**Request**
Replace every occurrence of "Target" with "Object" in the records below. Write them out again, keeping everything else unchanged.

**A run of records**
┌──

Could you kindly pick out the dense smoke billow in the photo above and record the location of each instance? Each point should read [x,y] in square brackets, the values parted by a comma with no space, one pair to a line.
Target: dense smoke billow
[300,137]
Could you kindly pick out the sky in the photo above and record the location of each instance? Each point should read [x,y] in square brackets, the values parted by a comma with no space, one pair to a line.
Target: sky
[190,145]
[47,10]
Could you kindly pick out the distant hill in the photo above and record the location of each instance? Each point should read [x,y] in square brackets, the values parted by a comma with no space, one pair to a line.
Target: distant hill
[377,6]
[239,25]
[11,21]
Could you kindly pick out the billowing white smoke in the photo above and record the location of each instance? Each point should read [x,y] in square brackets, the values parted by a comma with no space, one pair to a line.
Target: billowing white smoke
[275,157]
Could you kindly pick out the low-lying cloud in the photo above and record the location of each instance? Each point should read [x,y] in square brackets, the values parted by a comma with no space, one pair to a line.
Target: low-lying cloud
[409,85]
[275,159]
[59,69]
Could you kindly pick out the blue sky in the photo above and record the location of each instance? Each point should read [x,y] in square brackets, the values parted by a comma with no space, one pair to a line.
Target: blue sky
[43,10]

└──

**The result**
Could you kindly pick out the dense smoke billow in the photo above and record the location of each instance? Each point should read [x,y] in square brackets, the values parted by a comma with no space, one pair to a line.
Object: dense smoke billow
[300,137]
Could you kindly pick out the sky in the photo above and record the location of each instance? Each point should read [x,y] in square brackets, the values parted by a comma with no space, one pair to a line.
Object: sky
[190,145]
[47,10]
Could you kindly pick out the distant hill in the photo above and record the location of each instance? Each point should read [x,y] in square brackets, the values parted by a comma with no space, one pair to a line.
Object: distant hill
[377,6]
[239,25]
[11,21]
Could you kindly pick out the billowing white smoke in the photo above and record the location of each instance? Each point should read [x,y] in square brackets, the values parted by a comma with no space, one pair to a line.
Object: billowing white smoke
[275,157]
Could you kindly pick out the low-lying cloud in the photo above and record the location of each instance? Each point should read [x,y] in square brackets, the values parted by a comma with no space, one pair to a line.
Object: low-lying cloud
[409,85]
[275,159]
[59,69]
Could you kindly pick out the blue sky in the photo above and record the location of each instance? Each point should read [x,y] in square brackets, the values parted by a comma with no space, one pair to a line.
Object: blue sky
[43,10]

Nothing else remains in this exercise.